-------- Page --------

Change the `expert_profiles_document` parameter if you wish to use your own Expert Data to Ingest into the vector database

In [None]:
# Get the ingestion document for indexing - Breakpoint for folks indexing their own expert profile data

filename = parameters['expert_profiles_document']
wslib.download_file(filename)
with open(filename) as f:
    expert_profiles = json.load(f)
    
print(len(expert_profiles), "expert profiles have been imported.")    

<a id="input"></a>
### Extract the json document and convert the data into Langchain format for indexing
The cell below prepares documents for insertion into a vector database. 

In [None]:
def convert_json_to_documents(json_data):
    documents = []
    for item in json_data:
        
        text = item.get("text", "")   
        # Extract the text with the profile information & rest is put into metadata
        metadata = {key: value for key, value in item.items() if key != "text"}  
        documents.append(Document(page_content=text, metadata=metadata))
    return documents

documents = convert_json_to_documents(expert_profiles)

In [None]:
import hashlib
from langchain.schema import Document

def process_profiles_to_documents(json_data):
    """
    Converts JSON data to Document objects, extracts metadata and content, generates unique IDs,
    and identifies duplicate documents.

    Parameters:
    - json_data (list): List of dictionaries representing expert profiles.

    Returns:
    - profile_documents (list): List of Document objects with processed metadata and content.
    - id_list (list): List of unique IDs generated for each document.
    - duplicate_count (int): Number of duplicate documents found.
    """
    # Convert JSON data to Document objects
    documents = []
    for item in json_data:
        text = item.get("text", "")  # Extract the main text content
        metadata = {key: value for key, value in item.items() if key != "text"}  # Extract metadata
        documents.append(Document(page_content=text, metadata=metadata))

    # Prepare content and metadata for profile documents
    profile_content = []
    profile_metadata = []
    for doc in documents:
        profile_metadata.append({
            "source": doc.metadata['datainfo']['source'],
            "entry_number": doc.metadata['datainfo']['entry_number'],
            "name": doc.metadata['datainfo']['name'],
            "email": doc.metadata['datainfo']['email'],
            "phone": doc.metadata['datainfo']['phone'],
            "domain": doc.metadata['datainfo']['domain'],
            "position": doc.metadata['datainfo']['position'],
            "document_id": doc.metadata['document_id']
        })
        profile_content.append("Document Content: " + doc.page_content)

    # Create profile documents
    profile_documents = [
        Document(page_content=text, metadata=meta)
        for text, meta in zip(profile_content, profile_metadata)
    ]

    # Generate unique IDs for profile documents
    id_list = [
        hashlib.sha256(doc.page_content.encode()).hexdigest()
        for doc in profile_documents
    ]

    # Identify duplicates
    duplicate_count = len(id_list) - len(set(id_list))

-------- Raw data --------

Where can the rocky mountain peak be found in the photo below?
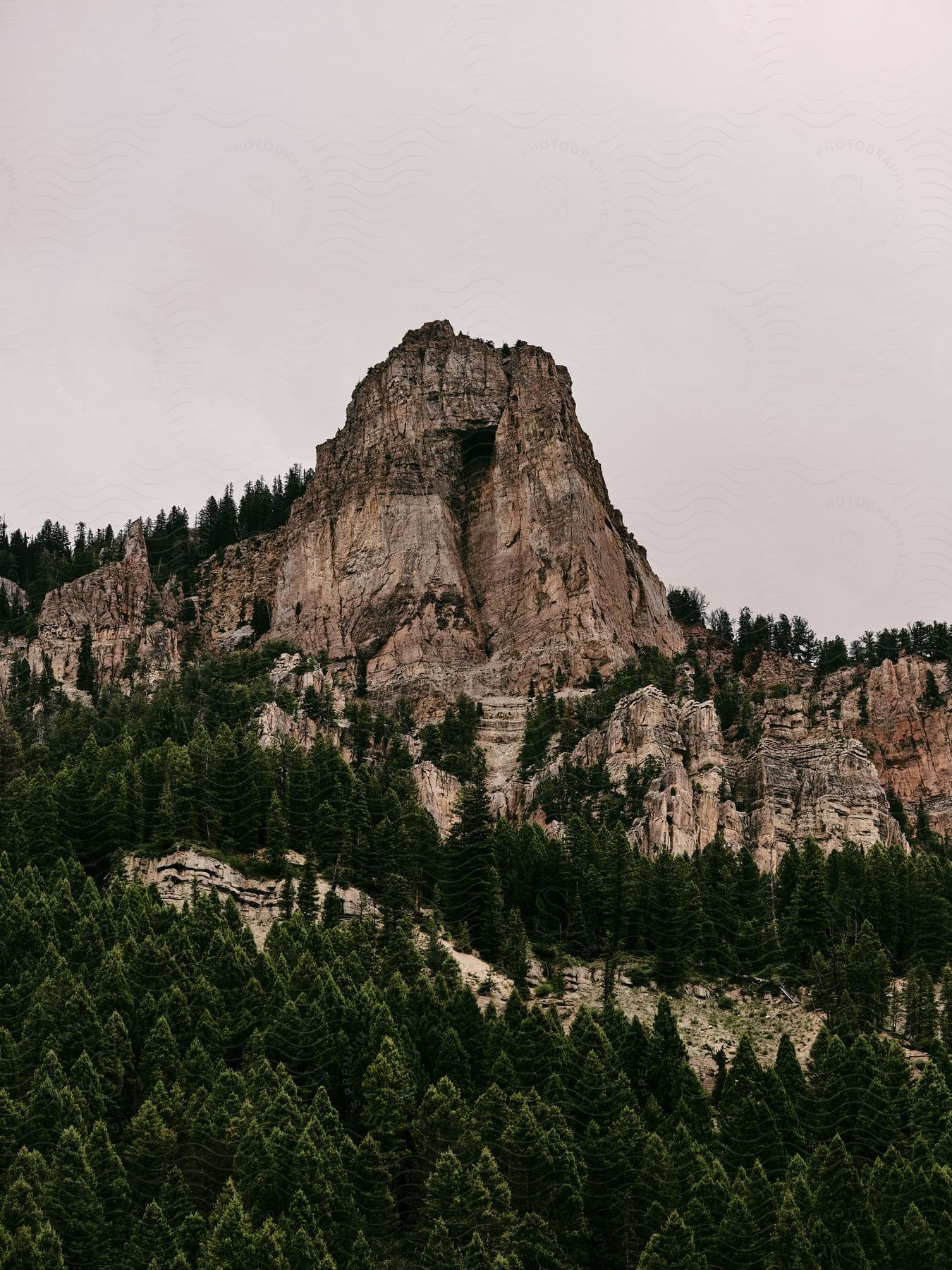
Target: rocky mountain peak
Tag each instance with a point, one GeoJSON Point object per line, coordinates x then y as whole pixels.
{"type": "Point", "coordinates": [457, 533]}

--------

Instruction: Continue the notebook on indexing expert profiles into a vector database, starting right after its last line.

Response:
    print(f"{duplicate_count} duplicate profiles found.")
    print(f"{len(id_list)} profiles returned.")

    return profile_documents

In [None]:
profile_documents = process_profiles_to_documents(expert_profiles)

<a id="connect"></a>
## Connecting to Vector Database

The notebook, by default, will look for a connection asset in the project named milvus_connect or elasticsearch_connect or datastax_connect. You can set this up by following the instructions in the project readme. This code checks if a specified connection exists in the project. If found, it retrieves the connection details and identifies the connection type. Depending on the connection type, it establishes a connection to the appropriate database. If the connection is not found, it raises an error indicating the absence of the specified connection in the project.

In [None]:
connection_name=parameters["connection_asset"]
if(next((conn for conn in wslib.list_connections() if conn['name'] == connection_name), None)):
    print(connection_name, "Connection found in the project")
    db_connection = wslib.get_connection(connection_name)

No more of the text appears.